=== Working data ===

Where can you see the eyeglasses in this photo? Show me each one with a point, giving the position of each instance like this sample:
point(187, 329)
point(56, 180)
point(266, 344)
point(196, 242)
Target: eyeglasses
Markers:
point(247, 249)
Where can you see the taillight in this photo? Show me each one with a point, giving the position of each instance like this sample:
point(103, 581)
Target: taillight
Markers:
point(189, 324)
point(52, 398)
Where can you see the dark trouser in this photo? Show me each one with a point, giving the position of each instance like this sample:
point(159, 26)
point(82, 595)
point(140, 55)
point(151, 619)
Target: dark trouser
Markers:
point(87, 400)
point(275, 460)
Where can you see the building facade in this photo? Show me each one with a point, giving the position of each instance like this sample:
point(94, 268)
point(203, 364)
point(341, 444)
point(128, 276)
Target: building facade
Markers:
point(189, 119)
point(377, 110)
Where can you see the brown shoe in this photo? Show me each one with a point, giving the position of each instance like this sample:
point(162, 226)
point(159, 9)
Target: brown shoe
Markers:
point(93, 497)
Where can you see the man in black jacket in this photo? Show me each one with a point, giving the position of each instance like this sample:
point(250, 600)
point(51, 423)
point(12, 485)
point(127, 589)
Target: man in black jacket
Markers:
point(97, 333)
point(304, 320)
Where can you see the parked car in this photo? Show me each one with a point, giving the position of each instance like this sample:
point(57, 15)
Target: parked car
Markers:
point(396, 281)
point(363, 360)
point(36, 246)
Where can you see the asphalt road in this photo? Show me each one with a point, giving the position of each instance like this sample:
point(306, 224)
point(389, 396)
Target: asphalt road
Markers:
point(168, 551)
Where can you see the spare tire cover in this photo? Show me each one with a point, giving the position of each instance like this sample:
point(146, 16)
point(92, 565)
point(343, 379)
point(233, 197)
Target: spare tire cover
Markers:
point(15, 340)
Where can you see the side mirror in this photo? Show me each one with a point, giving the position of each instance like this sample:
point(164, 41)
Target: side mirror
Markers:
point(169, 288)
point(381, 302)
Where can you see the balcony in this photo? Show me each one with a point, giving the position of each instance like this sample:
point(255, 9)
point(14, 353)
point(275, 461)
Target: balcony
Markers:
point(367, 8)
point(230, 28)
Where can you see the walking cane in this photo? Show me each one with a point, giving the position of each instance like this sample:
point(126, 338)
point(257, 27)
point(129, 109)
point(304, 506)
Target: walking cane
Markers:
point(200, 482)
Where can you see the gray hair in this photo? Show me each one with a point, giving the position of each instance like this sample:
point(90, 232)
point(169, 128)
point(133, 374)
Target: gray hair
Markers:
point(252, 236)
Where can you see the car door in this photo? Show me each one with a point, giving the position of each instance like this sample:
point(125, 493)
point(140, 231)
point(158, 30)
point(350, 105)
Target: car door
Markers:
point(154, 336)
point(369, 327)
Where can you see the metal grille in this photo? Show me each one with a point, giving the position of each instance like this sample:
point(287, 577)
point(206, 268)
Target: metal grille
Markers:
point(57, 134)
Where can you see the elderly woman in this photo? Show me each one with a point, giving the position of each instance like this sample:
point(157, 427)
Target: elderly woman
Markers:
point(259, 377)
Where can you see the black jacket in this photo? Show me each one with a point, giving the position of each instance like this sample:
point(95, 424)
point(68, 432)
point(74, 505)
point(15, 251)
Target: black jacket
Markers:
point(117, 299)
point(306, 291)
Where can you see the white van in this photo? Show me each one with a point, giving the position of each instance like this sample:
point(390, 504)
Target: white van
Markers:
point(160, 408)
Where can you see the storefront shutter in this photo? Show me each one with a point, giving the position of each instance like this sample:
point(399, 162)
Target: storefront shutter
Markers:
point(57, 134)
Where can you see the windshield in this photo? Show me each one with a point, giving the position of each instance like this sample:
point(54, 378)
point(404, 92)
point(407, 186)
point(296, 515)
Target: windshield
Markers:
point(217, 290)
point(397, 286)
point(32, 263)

===

• _Work item_
Nothing in the listing should change; repeat it in full.

• _Output_
Where can you see the eyeglasses in this photo? Show me each one with a point, giving the position of each instance like this sample:
point(187, 329)
point(56, 180)
point(266, 344)
point(196, 242)
Target: eyeglasses
Markers:
point(247, 249)
Where can you see the taillight in this photo? Show me each one with a point, giving the position of each instance like this sample:
point(103, 581)
Target: taillight
Markers:
point(189, 324)
point(52, 398)
Where can you see the dark trouser in this photo? Show me each one with a point, giving the position of each instance like this sample:
point(159, 26)
point(82, 595)
point(140, 55)
point(151, 619)
Target: dark trouser
Markers:
point(87, 400)
point(275, 460)
Where can you see the building facade in this photo? Show me each one with a point, giving the position of each instance like this sample:
point(94, 268)
point(203, 364)
point(341, 444)
point(128, 276)
Target: building facade
Markers:
point(189, 119)
point(377, 110)
Where can you see the brown shoe in this photo? Show me each one with a point, giving the position of each instance like this sample:
point(162, 226)
point(159, 9)
Target: brown shoe
Markers:
point(93, 497)
Where can you see the man in black jacket in this photo? Show me each one with a point, giving the position of each instance like this sample:
point(250, 600)
point(51, 423)
point(12, 485)
point(127, 589)
Target: man in black jacket
Markers:
point(97, 333)
point(304, 320)
Where can you see the parked car in this photo? Show me each one with a point, giving the position of each instance like this sample:
point(57, 15)
Target: parked car
Markers:
point(396, 281)
point(363, 360)
point(36, 246)
Where can you see the asphalt road in this photo? Show me each one with a point, giving the position of each instance like this sample:
point(306, 224)
point(389, 396)
Target: asphalt road
Markers:
point(168, 551)
Where can you see the spare tire cover in this photo? Show me each one with a point, giving the position of each instance like this sample:
point(146, 16)
point(92, 565)
point(343, 379)
point(233, 197)
Target: spare tire cover
Markers:
point(15, 340)
Where can you see the side mirror in this photo? Show me each one with a point, giving the position of each instance like this sample:
point(164, 41)
Target: side mirror
Markers:
point(169, 288)
point(381, 302)
Where can you see the balcony in this photo? Show me each one with a point, giving the position of each instance like this sample:
point(255, 9)
point(14, 353)
point(275, 461)
Target: balcony
Markers:
point(367, 8)
point(230, 28)
Where can you see the walking cane in this photo? Show me each one with a point, giving the position of each instance like this sample:
point(126, 338)
point(257, 27)
point(129, 109)
point(304, 506)
Target: walking cane
Markers:
point(200, 482)
Where can you see the gray hair in this photo? Show me each one with a point, giving the position of each instance like this sample:
point(90, 232)
point(169, 128)
point(133, 374)
Target: gray hair
Markers:
point(252, 236)
Where can you see the car door in this photo? Show me each one with a point, giving the position of each instance like this sample:
point(125, 493)
point(140, 231)
point(158, 30)
point(350, 105)
Target: car door
Markers:
point(154, 336)
point(369, 327)
Where can you see the metal grille in this photo? Show me each one with a point, giving the position of each instance like this sample:
point(287, 577)
point(206, 268)
Target: metal grille
Markers:
point(57, 134)
Where can you see the elderly woman in this photo? Show me each one with a point, giving the position of each instance like this sample:
point(157, 427)
Target: elderly woman
Markers:
point(259, 377)
Where can you see the black jacket in this photo? Show me each one with a point, giving the position of each instance like this sample:
point(95, 424)
point(68, 432)
point(74, 505)
point(15, 251)
Target: black jacket
Markers:
point(117, 299)
point(306, 291)
Where can you see the white van in this photo? Show me each one with a point, giving the position of each instance like this sample:
point(390, 504)
Target: white van
Markers:
point(160, 408)
Where can you see the storefront shutter in this photo? Show me each one with a point, giving the position of each instance like this sample:
point(399, 162)
Target: storefront shutter
Markers:
point(57, 134)
Where can you see the windshield in this photo? Show me each one with a point, giving the position of each instance like this sample:
point(54, 378)
point(404, 92)
point(407, 186)
point(296, 515)
Target: windshield
Markers:
point(217, 290)
point(397, 286)
point(32, 263)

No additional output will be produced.